▶ [Task to complete]: Report back each line of the records that contains the string "killer".

▶ [Data excerpts]:

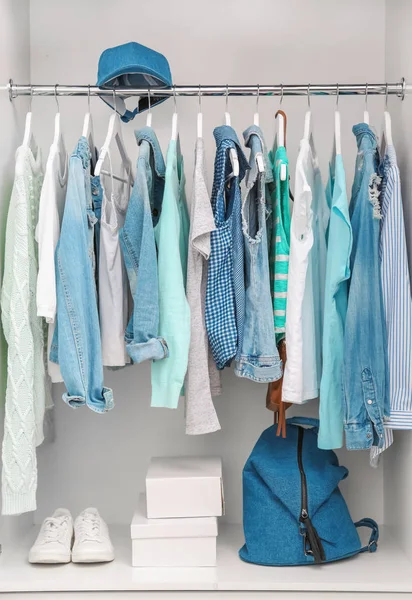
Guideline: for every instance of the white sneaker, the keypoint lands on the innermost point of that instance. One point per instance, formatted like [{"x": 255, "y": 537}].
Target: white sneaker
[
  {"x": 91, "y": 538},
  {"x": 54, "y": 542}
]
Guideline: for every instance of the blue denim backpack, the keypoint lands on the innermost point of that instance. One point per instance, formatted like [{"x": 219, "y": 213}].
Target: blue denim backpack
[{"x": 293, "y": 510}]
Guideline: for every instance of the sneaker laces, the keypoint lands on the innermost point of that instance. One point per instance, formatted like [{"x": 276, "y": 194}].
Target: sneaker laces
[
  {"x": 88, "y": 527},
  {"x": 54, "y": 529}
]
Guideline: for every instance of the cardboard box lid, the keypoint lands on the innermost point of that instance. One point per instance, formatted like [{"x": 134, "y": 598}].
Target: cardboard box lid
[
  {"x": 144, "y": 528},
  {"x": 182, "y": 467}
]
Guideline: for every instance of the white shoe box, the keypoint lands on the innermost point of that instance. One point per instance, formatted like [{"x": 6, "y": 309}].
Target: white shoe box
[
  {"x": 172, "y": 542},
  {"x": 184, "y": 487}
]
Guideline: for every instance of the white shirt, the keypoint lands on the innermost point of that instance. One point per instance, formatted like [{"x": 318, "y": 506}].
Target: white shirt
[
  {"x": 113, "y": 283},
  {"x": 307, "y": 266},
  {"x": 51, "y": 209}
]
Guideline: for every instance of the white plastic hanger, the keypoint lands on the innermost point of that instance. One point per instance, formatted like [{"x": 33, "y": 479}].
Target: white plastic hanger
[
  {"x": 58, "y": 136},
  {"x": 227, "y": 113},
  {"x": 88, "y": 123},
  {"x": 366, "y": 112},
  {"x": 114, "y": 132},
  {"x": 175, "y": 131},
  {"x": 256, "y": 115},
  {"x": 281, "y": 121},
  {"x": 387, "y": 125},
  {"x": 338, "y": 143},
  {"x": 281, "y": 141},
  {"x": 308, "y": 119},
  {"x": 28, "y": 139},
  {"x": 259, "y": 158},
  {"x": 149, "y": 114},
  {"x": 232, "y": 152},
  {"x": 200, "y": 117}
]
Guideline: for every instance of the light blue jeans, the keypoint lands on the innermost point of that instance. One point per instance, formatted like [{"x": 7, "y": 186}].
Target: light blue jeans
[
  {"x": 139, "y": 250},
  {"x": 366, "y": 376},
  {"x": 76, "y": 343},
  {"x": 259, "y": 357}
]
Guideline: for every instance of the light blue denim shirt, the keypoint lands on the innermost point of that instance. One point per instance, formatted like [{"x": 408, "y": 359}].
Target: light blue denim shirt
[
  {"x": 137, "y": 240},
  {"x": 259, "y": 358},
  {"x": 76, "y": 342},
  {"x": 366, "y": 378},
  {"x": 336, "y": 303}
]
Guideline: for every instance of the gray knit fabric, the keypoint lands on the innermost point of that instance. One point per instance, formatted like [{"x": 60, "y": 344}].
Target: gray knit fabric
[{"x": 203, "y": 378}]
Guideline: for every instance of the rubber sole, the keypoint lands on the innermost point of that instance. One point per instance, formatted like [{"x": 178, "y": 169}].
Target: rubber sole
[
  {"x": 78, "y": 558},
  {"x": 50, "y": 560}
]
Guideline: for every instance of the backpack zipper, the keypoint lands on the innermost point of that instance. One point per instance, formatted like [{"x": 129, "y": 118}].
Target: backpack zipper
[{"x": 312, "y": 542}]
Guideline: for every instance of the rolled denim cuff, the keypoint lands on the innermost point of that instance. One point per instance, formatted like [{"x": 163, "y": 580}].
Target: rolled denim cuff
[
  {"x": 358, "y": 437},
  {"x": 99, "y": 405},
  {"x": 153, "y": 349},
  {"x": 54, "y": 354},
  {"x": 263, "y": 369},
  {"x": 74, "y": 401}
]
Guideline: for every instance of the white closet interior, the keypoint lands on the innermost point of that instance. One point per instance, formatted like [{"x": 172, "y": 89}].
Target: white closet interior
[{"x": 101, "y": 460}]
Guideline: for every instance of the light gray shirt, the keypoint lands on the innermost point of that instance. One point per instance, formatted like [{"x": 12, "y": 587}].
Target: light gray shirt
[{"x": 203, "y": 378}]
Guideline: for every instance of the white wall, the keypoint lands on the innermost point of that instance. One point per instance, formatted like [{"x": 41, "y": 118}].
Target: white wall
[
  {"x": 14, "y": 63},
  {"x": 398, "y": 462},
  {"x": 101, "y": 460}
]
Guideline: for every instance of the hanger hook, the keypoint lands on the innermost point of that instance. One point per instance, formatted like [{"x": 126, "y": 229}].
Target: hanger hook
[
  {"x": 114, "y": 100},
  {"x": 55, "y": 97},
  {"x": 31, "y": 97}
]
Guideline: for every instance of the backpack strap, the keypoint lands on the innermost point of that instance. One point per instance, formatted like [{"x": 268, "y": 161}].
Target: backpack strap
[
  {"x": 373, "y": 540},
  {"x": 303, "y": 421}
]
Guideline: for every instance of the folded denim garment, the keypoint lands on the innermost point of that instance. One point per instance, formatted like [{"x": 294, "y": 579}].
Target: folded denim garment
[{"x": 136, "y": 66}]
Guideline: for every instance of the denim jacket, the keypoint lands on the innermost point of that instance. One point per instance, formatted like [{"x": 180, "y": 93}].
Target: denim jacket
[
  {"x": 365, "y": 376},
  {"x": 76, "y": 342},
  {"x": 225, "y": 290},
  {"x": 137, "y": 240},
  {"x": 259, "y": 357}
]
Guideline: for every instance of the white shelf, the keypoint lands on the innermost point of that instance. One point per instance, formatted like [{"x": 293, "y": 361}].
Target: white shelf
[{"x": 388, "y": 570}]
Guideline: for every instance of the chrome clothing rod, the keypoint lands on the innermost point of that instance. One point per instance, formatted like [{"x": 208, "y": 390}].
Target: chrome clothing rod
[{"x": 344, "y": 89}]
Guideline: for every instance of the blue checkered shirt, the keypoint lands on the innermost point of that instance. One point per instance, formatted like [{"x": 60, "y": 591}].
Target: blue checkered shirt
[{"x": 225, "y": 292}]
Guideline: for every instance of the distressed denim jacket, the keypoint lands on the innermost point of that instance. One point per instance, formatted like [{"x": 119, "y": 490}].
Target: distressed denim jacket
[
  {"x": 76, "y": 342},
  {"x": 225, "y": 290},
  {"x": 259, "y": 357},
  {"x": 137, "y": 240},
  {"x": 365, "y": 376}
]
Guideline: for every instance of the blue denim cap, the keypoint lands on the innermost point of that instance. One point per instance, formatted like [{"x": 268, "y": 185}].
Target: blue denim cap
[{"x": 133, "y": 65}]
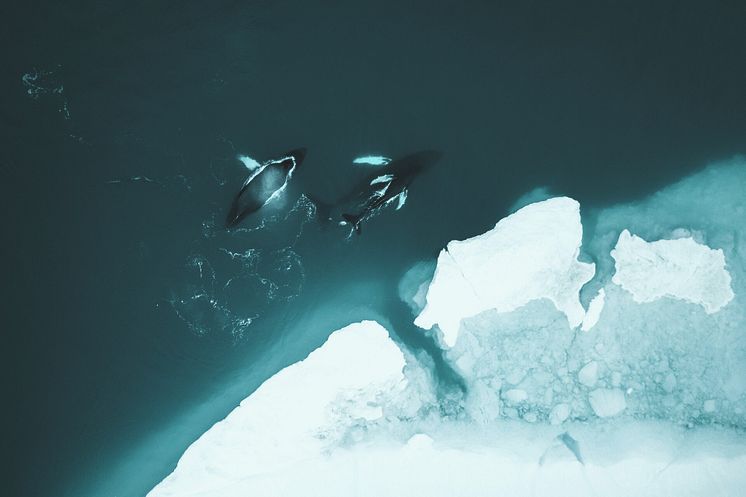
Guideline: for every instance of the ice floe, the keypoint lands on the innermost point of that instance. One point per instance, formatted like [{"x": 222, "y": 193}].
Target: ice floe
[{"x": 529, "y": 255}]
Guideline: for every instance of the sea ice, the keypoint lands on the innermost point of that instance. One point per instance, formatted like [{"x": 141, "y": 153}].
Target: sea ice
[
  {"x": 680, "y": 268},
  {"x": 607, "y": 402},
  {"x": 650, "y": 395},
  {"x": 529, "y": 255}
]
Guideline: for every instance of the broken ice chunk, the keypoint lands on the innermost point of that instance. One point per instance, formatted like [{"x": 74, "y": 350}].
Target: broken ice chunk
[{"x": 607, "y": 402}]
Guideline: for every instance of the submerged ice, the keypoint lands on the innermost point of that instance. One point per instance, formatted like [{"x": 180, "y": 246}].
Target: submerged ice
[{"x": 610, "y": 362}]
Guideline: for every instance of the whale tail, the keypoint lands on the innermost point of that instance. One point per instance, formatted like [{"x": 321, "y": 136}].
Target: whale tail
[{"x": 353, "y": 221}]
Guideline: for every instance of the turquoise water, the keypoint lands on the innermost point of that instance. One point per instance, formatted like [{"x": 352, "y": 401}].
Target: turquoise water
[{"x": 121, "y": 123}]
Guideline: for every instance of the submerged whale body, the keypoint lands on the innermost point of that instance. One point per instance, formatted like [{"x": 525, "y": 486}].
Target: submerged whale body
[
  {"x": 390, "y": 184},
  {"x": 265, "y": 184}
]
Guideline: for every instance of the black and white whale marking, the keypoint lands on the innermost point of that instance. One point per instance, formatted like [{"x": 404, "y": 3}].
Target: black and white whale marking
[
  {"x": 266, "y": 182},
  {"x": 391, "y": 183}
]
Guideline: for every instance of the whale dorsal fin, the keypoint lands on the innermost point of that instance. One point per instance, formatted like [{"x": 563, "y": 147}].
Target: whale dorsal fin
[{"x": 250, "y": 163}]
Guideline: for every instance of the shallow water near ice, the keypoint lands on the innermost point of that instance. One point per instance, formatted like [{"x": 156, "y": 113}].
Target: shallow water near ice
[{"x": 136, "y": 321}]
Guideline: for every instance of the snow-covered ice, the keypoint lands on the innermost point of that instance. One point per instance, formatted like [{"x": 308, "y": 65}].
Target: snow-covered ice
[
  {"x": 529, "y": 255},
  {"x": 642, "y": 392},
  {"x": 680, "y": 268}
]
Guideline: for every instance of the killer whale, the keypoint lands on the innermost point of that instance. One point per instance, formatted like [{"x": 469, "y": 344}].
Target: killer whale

▶ [Your solution]:
Guideline: for every instance of the killer whale, the keypoint lands on the innermost point of that instance. One point per instance, formatted like [{"x": 469, "y": 344}].
Target: killer whale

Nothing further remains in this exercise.